| SUPPLIED TEXT |
[BEGIN]

Determination of Deemed Income Recent Controversies [S. 56(2)(x)] - Advocate Devendra Jain Taxability u/s 56(2)(x) : Gifts and deemed gifts The journey From Gift Tax Act to S. 56(2)(v) To 56(2)(vi) 56(2)(vii) 56(2)(viia)


  1. Determination of Deemed Income – Recent Controversies [S. 56(2)(x)] - Advocate Devendra Jain

  2. Taxability u/s 56(2)(x) : Gifts and deemed gifts

  3. The journey From Gift Tax Act to S. 56(2)(v) To… 56(2)(vi) 56(2)(vii) 56(2)(viia) 56(2)(x)…… Is it for taxing gifts? Nowhere the section uses the word gift……..

  4. What is consideration? Meaning of consideration: Section 2(d) of the Indian Contract Act reads as under: “When, at the desire of the promisor, the promisee or any other person has done or abstained from doing, or does or abstains from doing or promises to do or to abstain from doing, something, such act or abstinence or promise is called a consideration for the promise….”

[END]

Set down word for word everything in the deemed income text from "Determination of Deemed Income Recent" down to "To 56(2)(vi) 56(2)(vii) 56(2)(viia)".

(Data records)
[BEGIN]

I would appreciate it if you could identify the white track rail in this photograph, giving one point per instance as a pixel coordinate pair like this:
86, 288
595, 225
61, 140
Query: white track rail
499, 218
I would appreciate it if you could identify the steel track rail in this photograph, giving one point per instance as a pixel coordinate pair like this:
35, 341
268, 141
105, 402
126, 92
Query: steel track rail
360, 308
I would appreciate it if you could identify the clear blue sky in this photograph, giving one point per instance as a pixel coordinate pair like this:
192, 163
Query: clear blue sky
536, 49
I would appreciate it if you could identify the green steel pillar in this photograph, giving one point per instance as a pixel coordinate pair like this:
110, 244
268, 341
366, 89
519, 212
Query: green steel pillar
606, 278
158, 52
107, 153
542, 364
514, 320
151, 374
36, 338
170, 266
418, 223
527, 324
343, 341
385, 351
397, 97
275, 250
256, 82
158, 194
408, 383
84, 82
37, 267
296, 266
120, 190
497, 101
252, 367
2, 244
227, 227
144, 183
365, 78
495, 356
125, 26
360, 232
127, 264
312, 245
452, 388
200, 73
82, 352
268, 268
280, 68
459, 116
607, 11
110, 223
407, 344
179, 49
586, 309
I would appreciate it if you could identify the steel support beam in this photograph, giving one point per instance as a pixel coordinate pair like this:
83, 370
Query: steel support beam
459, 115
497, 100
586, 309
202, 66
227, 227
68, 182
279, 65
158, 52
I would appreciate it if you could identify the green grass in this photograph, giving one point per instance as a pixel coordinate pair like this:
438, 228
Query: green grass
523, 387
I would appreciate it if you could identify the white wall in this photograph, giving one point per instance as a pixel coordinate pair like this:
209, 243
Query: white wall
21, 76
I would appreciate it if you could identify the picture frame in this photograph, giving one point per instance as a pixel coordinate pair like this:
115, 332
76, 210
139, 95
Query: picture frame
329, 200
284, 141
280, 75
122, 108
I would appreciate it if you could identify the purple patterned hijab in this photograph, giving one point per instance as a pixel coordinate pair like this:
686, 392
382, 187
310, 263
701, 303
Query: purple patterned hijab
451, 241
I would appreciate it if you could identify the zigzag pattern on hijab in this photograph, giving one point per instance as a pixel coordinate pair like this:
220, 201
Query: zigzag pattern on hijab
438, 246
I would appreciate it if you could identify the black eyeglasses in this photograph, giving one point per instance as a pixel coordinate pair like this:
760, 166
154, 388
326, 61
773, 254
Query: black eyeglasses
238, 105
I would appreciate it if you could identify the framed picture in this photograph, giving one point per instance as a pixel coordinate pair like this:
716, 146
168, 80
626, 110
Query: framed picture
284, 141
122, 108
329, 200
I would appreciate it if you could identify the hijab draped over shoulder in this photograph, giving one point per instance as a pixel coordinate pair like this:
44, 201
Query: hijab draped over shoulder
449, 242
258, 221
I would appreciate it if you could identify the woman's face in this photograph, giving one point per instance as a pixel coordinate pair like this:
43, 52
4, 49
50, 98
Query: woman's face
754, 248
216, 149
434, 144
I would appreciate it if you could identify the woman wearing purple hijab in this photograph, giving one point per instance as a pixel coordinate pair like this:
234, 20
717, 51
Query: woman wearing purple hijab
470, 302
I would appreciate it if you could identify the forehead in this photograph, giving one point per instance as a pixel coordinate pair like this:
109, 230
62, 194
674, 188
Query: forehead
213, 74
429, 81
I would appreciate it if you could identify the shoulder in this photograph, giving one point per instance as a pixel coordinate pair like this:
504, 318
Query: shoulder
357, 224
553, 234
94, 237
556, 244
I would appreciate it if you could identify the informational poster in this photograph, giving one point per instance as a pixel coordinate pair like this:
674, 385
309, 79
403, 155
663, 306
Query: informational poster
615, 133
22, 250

[END]

| SOLUTION |
Determination of Deemed Income Recent Controversies [S. 56(2)(x)] - Advocate Devendra Jain Taxability u/s 56(2)(x) : Gifts and deemed gifts The journey From Gift Tax Act to S. 56(2)(v) To 56(2)(vi) 56(2)(vii) 56(2)(viia)